| What you are asked to do |
Using the records below, find how many lines hold the word "person" and reply with only that number.

| Material shown |
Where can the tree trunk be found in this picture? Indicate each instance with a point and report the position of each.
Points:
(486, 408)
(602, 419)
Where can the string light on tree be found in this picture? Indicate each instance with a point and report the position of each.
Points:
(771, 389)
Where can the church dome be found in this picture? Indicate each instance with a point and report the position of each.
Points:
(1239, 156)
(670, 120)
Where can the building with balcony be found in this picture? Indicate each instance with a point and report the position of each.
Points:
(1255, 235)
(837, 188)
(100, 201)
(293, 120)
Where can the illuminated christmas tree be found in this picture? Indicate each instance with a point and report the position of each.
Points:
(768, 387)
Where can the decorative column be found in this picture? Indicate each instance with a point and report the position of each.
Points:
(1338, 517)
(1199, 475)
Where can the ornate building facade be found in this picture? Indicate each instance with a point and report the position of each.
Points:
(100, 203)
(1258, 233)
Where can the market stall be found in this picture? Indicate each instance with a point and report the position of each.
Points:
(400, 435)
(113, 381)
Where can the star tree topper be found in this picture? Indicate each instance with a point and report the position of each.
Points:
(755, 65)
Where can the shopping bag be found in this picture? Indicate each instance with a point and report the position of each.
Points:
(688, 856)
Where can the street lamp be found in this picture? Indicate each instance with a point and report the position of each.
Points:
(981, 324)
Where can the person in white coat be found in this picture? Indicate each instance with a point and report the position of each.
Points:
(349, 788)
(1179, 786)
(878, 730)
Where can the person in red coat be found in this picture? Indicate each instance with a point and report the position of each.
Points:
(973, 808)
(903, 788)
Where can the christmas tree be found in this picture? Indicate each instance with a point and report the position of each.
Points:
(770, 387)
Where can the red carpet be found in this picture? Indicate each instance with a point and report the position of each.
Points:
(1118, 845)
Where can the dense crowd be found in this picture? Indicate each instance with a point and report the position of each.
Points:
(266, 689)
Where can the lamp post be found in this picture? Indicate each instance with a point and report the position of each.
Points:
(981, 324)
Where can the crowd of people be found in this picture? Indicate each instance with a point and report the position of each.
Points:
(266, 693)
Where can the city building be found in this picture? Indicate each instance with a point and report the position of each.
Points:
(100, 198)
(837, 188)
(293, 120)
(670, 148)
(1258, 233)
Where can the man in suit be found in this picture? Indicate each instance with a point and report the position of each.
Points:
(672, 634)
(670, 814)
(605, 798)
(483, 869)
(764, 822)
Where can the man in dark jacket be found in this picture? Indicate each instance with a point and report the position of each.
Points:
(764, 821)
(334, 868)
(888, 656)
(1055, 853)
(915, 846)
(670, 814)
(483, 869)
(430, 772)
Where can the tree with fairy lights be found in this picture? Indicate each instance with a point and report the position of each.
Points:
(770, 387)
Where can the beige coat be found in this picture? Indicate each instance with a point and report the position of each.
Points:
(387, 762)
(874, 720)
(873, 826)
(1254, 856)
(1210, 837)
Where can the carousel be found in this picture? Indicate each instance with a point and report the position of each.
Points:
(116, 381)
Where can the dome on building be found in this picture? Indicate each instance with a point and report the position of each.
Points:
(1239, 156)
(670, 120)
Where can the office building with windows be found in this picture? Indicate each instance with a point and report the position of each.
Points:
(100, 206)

| Written solution |
2